### Objective
Restate every line of the material, word for word.

* Start Task material *

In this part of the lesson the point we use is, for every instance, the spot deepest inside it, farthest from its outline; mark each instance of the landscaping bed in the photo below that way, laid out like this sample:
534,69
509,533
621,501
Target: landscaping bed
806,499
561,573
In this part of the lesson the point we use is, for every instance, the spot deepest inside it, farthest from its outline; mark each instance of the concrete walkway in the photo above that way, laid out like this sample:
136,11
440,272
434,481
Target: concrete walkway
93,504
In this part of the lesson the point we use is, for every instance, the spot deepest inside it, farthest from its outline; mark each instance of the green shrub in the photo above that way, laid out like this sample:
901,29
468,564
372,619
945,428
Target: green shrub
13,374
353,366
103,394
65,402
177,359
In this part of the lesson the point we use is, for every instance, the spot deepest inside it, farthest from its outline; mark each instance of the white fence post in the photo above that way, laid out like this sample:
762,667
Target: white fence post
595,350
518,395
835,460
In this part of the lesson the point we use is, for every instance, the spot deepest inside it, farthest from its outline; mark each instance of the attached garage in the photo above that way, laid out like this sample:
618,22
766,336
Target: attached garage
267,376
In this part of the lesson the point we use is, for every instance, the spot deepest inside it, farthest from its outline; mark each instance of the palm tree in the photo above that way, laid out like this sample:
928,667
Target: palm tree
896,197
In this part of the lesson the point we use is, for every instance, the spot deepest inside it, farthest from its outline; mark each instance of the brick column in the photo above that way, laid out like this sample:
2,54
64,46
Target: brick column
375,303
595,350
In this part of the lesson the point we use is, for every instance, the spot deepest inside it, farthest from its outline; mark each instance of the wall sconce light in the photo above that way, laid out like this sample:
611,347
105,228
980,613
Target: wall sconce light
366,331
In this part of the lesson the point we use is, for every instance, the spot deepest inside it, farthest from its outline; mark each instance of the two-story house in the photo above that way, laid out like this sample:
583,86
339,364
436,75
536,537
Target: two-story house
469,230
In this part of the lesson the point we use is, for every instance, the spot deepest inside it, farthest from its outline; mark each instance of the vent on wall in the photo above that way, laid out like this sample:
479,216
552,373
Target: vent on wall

* End Task material *

### Final result
In this part of the lesson the point we use is, for every instance, the spot deepest inside it, farthest from its outline; mark each instance of the landscaping bed in the photo below that way, laid out like this sample:
534,69
509,533
621,501
Target: landscaping bed
806,499
561,573
In this part of the lesson the point we use is, for every instance, the spot deepest inside it, farthest from its outline; mark each instance of the concrete walkway in the photo above that way, laid out like this sample:
136,11
440,272
434,481
Target: concrete walkway
93,504
In this part of the lesson the point we use is, for every instance, the spot deepest inside it, farthest from its outline; mark each instance of the green shrub in the photo above that way, laid out like this sample:
901,29
468,564
372,619
945,428
Target: green shrub
13,374
353,366
103,394
65,402
177,359
In this part of the lesson the point we use is, for every instance, the spot deepest inside it, farthest from its outline; mark each instance of the white fence post in the photo above that way, laid out like this sample:
762,667
Target: white fence post
595,350
518,395
835,460
In this part of the lesson the point we use is, for every instance, the spot deepest inside it, farthest from its outline; mark each instance of the attached garage in the photo above that way, laid out like this sample:
618,22
766,336
Target: attached garage
267,376
In this part of the lesson the point we use is, for every instance, the spot deepest inside it, farthest from its outline; mark each instance of the palm tree in the photo above that way, laid out like this sample:
928,667
Target: palm tree
896,197
In this part of the lesson the point we use is, for every instance, the spot deepest inside it, farthest from its outline; mark each instance of the brick column in the photo above that way, laid out like this sample:
2,54
64,46
Target: brick column
375,303
595,350
In this part of the lesson the point we use is, for every instance, the spot deepest inside it, farthest from its outline; mark each instance of the wall sconce light in the photo above that way, laid out like this sample:
611,347
105,228
980,613
Target: wall sconce light
366,331
In this part of the lesson the point we use is, for every instance, the spot deepest inside it, farthest from its outline; mark each instance of the two-story house in the photo above that way, laid out like this sample:
583,86
339,364
436,75
536,537
Target: two-story house
469,230
In this part of the lesson the point we use is, for every instance, the spot deepest inside it, farthest from its outline; mark each instance of the vent on wall in the photo above that way, laid out like this sample:
479,216
552,373
Target: vent on wall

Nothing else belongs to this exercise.